_EXCERPT_
Born and raised in Louisiana, Dr. Neil Chappel is excited to return to Baton Rouge and serve the community in all their fertility needs. As a Board Certified OBGYN with a ABOG Fellowship in Reproductive Endocrinology and Infertility, Dr. Chappell brings a level of experience and expertise to the area that is invaluable. Through his medical journey he’s distinguished himself as an adept clinician, skilled surgeon, enthusiastic teacher and passionate patient advocate. We recently sat down with Dr. Chappell to learn more about him, take the time to get to know him too through our Q&A!
Q: Where did you grow up?
A: I grew up in Monroe, Louisiana and went to Neville High School. Growing up, I spent many of my weekends at my grandparents’ house just south of Monroe in Grayson, LA exploring a few hundred acres of land that we harvested timber and hunt on.
Q: Where did you go to school?
A: I went to college at LSU! After receiving my BA in Biology, I attended medical school at University of Texas at Houston. I then went to University of Alabama Birmingham for residency, and finally back to Houston for fellowship at Baylor College of Medicine.

_REQUIRED WORK_
a: In the Q&A profile, where did the doctor do his residency?
b: Can you copy the Q&A profile word for word, everything from "Q: Where did you grow" down to "College of Medicine."?
c: What comes next in the Q&A profile? Continue it from where it stops.

Stored data entries
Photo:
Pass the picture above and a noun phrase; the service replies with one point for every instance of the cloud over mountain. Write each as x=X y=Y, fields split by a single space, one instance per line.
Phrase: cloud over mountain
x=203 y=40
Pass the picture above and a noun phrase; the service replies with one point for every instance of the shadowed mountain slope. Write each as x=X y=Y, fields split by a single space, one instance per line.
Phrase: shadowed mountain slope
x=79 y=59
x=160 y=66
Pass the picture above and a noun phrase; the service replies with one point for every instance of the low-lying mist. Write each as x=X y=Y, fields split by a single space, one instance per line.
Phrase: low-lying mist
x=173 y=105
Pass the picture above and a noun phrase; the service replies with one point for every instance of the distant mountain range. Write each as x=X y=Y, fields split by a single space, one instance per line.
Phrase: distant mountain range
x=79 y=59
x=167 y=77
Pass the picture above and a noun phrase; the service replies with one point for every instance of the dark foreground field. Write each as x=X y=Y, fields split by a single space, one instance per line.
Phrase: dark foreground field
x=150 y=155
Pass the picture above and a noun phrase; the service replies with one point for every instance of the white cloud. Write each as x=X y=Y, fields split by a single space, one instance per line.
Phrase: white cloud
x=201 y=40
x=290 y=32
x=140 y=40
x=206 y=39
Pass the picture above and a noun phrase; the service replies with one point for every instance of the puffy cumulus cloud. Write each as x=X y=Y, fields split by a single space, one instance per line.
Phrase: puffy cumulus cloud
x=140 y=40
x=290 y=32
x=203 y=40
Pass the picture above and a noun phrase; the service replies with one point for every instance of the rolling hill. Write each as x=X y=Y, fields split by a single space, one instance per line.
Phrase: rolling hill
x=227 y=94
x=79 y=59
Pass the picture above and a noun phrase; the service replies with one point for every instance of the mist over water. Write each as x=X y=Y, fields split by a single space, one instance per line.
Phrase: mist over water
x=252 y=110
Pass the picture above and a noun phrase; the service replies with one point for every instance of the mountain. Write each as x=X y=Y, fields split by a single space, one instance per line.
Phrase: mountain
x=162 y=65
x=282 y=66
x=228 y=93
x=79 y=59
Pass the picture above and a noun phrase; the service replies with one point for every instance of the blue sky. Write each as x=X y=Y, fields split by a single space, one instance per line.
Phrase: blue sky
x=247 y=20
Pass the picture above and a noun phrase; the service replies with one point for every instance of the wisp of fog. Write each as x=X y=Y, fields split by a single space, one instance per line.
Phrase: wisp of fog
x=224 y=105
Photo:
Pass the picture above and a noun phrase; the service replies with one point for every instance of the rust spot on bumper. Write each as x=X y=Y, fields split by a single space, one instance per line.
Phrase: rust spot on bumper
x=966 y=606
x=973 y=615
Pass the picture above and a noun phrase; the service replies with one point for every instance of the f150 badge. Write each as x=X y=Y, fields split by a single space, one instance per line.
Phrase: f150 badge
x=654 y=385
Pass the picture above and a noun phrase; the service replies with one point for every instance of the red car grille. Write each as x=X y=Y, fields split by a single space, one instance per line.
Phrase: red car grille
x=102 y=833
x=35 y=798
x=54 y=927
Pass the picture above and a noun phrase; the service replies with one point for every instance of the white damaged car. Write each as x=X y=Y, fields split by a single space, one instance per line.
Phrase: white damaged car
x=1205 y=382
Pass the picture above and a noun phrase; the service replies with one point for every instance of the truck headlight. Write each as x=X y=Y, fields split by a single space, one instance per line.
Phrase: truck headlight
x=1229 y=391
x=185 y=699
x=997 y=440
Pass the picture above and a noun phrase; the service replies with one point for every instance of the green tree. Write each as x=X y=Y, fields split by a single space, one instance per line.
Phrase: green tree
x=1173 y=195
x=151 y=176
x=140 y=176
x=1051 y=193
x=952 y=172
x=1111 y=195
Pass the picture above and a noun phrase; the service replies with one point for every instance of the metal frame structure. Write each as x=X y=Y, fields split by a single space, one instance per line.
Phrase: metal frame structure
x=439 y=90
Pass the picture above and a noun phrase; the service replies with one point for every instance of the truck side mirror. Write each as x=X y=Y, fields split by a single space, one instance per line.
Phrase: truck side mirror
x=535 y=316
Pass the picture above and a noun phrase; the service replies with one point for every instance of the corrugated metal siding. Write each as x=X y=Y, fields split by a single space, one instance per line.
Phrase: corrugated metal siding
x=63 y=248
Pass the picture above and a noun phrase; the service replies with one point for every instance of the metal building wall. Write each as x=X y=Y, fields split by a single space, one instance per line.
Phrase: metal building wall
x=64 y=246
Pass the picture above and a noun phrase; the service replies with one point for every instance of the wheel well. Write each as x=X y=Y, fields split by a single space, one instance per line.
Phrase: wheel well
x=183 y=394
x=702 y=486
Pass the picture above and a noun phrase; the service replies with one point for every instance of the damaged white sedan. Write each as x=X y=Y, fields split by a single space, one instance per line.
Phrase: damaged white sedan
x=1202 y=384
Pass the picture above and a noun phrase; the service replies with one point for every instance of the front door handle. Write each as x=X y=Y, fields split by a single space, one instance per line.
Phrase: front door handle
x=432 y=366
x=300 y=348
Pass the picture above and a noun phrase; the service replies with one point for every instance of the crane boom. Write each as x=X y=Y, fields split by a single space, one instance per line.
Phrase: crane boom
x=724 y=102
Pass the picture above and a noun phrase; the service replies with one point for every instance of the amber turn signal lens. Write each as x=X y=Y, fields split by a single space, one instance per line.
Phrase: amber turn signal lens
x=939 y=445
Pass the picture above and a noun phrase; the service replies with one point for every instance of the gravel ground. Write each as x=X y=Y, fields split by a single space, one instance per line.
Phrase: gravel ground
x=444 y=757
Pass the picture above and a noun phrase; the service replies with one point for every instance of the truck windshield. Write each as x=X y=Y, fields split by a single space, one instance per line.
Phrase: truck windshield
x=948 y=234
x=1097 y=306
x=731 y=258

_ANSWER SECTION_
a: University of Alabama Birmingham.

b:
Q: Where did you grow up?
A: I grew up in Monroe, Louisiana and went to Neville High School. Growing up, I spent many of my weekends at my grandparents’ house just south of Monroe in Grayson, LA exploring a few hundred acres of land that we harvested timber and hunt on.
Q: Where did you go to school?
A: I went to college at LSU! After receiving my BA in Biology, I attended medical school at University of Texas at Houston. I then went to University of Alabama Birmingham for residency, and finally back to Houston for fellowship at Baylor College of Medicine.

c:
Q: How did you decide on a career in medicine?
A: It was really quite simple for me. From childhood, I have been voraciously curious, and medicine was what I wanted to know most about.
Q: Was there anything that made you nervous about becoming a doctor?
A: When I was first starting out, giving a patient bad news also made me nervous. But the truth is that the experiences, rare as they are, represent important moments. It is a privilege to get to help someone through a difficult time, and one that I hold in high regard and take very seriously.
Q: How did you decide on a fellowship in infertility?
A: I felt a pull to the calling of fertility before I knew what reproductive endocrinology was called. I took an Endocrinology class at LSU and I knew that it was what I was meant to do. From there, I just had to find out how to go about doing it! So, med school, residency, and fellowship later, I am so excited to finally be on the brink of realizing these aspirations.
Q: What is most exciting to you about your field right now?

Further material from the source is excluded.